(Extracted data):
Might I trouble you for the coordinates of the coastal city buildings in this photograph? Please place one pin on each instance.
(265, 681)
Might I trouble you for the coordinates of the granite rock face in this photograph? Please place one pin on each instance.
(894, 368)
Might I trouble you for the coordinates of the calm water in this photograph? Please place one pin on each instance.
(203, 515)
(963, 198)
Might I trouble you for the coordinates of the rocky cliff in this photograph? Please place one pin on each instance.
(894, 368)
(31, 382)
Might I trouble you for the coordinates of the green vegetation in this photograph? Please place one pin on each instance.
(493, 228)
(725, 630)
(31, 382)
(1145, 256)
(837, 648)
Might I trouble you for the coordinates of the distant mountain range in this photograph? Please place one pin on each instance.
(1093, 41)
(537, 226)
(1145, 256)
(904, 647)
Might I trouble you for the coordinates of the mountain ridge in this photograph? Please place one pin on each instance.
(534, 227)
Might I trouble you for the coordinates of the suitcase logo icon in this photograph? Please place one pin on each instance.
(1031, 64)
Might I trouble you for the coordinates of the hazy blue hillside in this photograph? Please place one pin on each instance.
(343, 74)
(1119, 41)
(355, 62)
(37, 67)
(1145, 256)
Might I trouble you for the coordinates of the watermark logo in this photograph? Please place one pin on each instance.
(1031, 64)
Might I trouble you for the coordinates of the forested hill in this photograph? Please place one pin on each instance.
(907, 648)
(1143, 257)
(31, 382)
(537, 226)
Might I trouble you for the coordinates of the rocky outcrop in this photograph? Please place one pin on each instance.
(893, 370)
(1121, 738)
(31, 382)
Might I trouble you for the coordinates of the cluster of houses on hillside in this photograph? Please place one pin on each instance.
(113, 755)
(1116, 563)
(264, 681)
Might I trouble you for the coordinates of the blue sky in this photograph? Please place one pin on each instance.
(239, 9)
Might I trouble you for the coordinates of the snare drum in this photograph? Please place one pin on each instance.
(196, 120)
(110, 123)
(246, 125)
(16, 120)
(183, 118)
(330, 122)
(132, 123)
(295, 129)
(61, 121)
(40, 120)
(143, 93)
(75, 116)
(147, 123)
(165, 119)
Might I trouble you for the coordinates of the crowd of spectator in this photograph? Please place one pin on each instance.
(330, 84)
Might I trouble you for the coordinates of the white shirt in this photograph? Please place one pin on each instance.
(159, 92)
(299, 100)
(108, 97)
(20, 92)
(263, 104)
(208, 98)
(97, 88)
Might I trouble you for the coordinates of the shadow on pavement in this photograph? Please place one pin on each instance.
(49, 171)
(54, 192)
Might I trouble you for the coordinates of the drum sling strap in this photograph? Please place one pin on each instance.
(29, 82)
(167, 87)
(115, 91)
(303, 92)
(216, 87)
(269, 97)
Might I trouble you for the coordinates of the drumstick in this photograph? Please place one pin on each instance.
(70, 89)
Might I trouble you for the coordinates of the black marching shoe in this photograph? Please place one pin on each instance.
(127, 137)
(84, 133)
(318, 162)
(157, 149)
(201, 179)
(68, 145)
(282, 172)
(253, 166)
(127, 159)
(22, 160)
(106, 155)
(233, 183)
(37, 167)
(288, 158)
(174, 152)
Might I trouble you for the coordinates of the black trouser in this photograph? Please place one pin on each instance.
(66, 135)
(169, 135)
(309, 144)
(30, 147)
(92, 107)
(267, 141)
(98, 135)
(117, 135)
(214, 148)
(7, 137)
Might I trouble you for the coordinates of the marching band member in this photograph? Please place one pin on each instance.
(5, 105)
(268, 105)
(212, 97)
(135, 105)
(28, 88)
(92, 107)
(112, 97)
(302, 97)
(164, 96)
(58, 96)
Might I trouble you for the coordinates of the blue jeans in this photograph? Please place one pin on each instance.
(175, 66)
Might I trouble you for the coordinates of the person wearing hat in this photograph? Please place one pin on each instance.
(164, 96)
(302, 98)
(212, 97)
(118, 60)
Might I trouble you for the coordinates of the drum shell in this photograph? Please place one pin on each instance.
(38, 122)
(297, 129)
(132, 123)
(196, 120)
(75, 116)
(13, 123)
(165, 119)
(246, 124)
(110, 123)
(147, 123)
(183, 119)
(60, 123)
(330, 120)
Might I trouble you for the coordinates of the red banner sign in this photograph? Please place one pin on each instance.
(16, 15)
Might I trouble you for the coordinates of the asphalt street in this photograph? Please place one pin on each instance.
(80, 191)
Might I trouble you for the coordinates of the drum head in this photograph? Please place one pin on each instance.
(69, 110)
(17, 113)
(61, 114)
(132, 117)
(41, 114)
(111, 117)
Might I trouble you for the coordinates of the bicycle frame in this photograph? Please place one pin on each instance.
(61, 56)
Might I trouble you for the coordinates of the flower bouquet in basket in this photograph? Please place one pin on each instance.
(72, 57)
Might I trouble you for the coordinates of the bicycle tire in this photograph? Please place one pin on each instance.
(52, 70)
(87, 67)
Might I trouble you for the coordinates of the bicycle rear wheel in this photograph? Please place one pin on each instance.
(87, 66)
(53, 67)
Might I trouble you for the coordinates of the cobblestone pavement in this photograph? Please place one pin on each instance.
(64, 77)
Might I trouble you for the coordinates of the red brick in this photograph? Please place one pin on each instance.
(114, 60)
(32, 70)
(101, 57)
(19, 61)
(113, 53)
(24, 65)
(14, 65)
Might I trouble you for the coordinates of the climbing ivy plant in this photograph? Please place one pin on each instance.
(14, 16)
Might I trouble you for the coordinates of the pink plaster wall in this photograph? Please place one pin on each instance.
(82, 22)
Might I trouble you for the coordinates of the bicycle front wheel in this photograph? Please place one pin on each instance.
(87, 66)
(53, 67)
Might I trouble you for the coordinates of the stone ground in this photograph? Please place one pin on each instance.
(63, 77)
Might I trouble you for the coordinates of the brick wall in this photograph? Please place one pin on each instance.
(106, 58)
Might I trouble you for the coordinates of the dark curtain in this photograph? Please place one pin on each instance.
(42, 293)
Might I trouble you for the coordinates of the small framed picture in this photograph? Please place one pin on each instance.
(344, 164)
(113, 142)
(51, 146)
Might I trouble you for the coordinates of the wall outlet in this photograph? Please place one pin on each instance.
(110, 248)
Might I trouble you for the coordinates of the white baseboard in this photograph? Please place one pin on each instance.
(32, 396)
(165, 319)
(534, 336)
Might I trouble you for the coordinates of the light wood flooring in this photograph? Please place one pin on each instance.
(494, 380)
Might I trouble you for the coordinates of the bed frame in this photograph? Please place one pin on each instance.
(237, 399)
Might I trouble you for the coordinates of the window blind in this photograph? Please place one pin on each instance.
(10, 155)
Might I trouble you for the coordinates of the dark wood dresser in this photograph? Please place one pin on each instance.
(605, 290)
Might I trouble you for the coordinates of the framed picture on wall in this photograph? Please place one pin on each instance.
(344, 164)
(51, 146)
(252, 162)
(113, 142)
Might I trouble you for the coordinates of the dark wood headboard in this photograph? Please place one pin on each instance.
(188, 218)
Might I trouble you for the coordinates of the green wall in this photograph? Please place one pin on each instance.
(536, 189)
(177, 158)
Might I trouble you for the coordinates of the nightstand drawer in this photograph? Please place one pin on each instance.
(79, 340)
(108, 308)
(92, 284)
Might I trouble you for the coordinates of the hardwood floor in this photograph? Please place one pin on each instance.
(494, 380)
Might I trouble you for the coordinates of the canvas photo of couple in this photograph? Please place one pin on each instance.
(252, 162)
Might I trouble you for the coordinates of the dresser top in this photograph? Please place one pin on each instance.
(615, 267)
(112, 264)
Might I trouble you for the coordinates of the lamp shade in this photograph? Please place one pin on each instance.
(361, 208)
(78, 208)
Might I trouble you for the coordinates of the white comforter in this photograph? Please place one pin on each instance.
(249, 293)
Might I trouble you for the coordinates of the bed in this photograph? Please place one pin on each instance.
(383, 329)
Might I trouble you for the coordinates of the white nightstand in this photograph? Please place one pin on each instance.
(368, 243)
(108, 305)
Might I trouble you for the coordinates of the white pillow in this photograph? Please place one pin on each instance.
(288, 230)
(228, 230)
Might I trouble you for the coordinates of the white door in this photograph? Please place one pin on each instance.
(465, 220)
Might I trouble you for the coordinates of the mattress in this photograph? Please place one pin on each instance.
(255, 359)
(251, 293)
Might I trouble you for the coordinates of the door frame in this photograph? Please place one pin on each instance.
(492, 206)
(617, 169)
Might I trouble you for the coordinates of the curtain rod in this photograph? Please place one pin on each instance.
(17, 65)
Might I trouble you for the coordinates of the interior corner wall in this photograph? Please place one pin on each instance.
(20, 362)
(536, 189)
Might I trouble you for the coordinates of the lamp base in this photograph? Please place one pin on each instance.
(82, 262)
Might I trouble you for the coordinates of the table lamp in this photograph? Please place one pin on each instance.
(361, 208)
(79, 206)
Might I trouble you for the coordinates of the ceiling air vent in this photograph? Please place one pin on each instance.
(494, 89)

(Your instructions): Give back, exactly as written, the lines from the one with "Might I trouble you for the coordinates of the door" to the last line.

(Exercise output):
Might I trouble you for the coordinates of the door frame in this photograph? Please place one pin on each instance.
(492, 206)
(617, 169)
Might I trouble you for the coordinates of the curtain rod in this photograph? Please place one pin on each instance.
(17, 65)
Might I trouble you for the coordinates of the interior corner wall in this photograph? Please place one pin on each instance.
(20, 362)
(536, 189)
Might I trouble you for the coordinates of the lamp base in this photograph? Please place one pin on each instance.
(82, 262)
Might I trouble you for the coordinates of the table lamp in this photograph? Please place one pin on each instance.
(361, 208)
(79, 206)
Might I trouble you for the coordinates of the ceiling air vent in this photograph? Please place one pin on each instance.
(494, 89)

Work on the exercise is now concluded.